= TRY IT =
Transcribe every entry precisely, omitting nothing.

= TASK DATA =
· · · ·
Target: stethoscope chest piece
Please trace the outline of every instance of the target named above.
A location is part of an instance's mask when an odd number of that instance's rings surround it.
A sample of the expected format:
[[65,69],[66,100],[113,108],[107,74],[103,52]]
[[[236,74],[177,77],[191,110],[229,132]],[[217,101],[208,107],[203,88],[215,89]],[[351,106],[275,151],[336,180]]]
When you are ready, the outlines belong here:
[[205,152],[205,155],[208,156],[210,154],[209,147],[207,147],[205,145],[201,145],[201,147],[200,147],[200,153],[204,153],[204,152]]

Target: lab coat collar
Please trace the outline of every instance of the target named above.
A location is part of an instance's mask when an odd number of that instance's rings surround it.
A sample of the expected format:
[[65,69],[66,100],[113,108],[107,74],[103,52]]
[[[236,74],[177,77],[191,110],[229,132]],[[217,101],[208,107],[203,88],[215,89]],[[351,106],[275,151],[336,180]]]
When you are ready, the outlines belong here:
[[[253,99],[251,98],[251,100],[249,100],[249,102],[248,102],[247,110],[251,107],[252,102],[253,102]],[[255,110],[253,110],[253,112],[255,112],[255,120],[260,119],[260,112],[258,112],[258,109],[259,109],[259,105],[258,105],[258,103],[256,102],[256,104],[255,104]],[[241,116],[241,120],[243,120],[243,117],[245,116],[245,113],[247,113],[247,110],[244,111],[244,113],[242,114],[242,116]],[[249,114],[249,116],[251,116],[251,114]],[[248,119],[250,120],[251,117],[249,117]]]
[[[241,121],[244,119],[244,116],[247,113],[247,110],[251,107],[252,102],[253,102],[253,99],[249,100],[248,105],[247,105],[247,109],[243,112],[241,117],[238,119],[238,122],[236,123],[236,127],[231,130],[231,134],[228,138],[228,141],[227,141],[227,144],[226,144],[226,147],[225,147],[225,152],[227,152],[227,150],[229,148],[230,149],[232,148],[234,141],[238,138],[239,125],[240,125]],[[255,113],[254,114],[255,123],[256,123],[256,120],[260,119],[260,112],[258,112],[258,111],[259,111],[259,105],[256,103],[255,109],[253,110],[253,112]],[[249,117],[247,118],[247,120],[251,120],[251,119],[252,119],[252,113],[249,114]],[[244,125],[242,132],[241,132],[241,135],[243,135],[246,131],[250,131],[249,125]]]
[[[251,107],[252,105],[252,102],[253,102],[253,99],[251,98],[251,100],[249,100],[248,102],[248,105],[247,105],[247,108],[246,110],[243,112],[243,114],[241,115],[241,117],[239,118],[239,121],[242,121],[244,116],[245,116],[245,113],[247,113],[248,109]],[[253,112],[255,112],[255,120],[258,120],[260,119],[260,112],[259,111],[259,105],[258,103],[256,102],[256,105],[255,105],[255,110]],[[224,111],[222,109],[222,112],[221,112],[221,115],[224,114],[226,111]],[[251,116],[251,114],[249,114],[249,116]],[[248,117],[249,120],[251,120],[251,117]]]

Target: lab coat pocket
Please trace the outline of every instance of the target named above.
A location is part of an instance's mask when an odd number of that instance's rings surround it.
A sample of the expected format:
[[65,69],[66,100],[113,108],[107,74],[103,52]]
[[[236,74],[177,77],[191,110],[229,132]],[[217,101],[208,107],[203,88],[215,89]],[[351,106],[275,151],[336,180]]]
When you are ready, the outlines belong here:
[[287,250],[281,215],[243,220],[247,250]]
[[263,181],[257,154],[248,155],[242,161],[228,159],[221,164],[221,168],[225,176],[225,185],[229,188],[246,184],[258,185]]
· · · ·
= ANSWER BOX =
Target: stethoscope chest piece
Please trace the outline of every instance of the target named above.
A location is part of an instance's mask when an odd number of that instance's rings surround it.
A sample of the expected format:
[[65,69],[66,100],[113,108],[107,74],[103,52]]
[[[236,74],[177,77],[191,110],[229,132]],[[217,101],[208,107],[203,88],[215,89]],[[351,106],[275,151],[336,180]]]
When you are ready, the outlines belong here:
[[205,152],[205,155],[208,156],[210,154],[209,147],[207,147],[205,145],[201,145],[201,147],[200,147],[200,153],[204,153],[204,152]]

Target: lab coat collar
Please trace the outline of every instance of the target named above.
A location is part of an instance's mask when an odd number of that instance's rings surround it.
A sample of the expected format:
[[65,69],[66,100],[113,108],[107,74],[103,52]]
[[[236,74],[177,77],[191,110],[229,132]],[[217,101],[208,107],[203,88],[215,89]],[[351,106],[275,151],[336,180]]]
When you are ready, the outlines belong here:
[[[253,99],[251,98],[251,100],[249,100],[249,102],[248,102],[247,110],[251,107],[252,102],[253,102]],[[255,110],[253,110],[253,112],[255,112],[255,120],[260,119],[260,112],[258,112],[258,109],[259,109],[259,105],[258,105],[258,103],[256,102],[256,104],[255,104]],[[241,116],[241,120],[243,120],[243,117],[245,116],[245,113],[247,113],[247,110],[244,111],[244,113],[242,114],[242,116]],[[249,114],[249,116],[251,116],[251,114]],[[248,119],[250,120],[251,117],[249,117]]]
[[[241,121],[244,119],[244,116],[247,113],[247,110],[251,107],[252,102],[253,102],[253,99],[249,100],[248,105],[247,105],[247,109],[243,112],[241,117],[238,119],[238,122],[236,123],[236,127],[231,130],[231,134],[228,138],[228,141],[227,141],[227,144],[226,144],[226,147],[225,147],[225,152],[227,152],[227,150],[229,148],[230,149],[232,148],[234,141],[238,138],[239,125],[240,125]],[[255,113],[254,114],[255,123],[256,123],[256,120],[260,119],[260,112],[258,112],[258,111],[259,111],[259,105],[256,103],[255,109],[253,110],[253,112]],[[249,117],[247,118],[247,120],[251,120],[251,119],[252,119],[252,113],[249,114]],[[244,125],[242,132],[241,132],[241,135],[243,135],[246,131],[250,131],[249,125]]]
[[[251,107],[252,105],[252,102],[253,102],[253,99],[251,98],[251,100],[249,100],[248,102],[248,105],[247,105],[247,108],[246,110],[243,112],[243,114],[241,115],[241,117],[239,118],[239,121],[242,121],[244,116],[245,116],[245,113],[247,113],[248,109]],[[253,112],[255,112],[255,120],[258,120],[260,119],[260,112],[259,111],[259,105],[258,103],[256,102],[256,105],[255,105],[255,110]],[[224,111],[222,109],[222,112],[221,112],[221,115],[224,114],[226,111]],[[251,116],[251,114],[249,114],[249,116]],[[248,117],[249,120],[251,120],[251,117]]]

Target: lab coat pocket
Please trace the outline of every instance of the target named above.
A location is part of an instance's mask when an odd number of that instance's rings surround it.
A sample of the expected format:
[[65,69],[66,100],[113,108],[107,74],[103,52]]
[[[236,74],[177,77],[191,110],[229,132]],[[217,101],[208,107],[203,88],[215,89]],[[351,106],[275,151],[336,180]]]
When you are ready, the outlines belong here:
[[287,250],[281,215],[243,220],[247,250]]
[[263,181],[257,154],[248,155],[242,161],[228,159],[221,164],[221,168],[225,176],[225,185],[229,188],[246,184],[258,185]]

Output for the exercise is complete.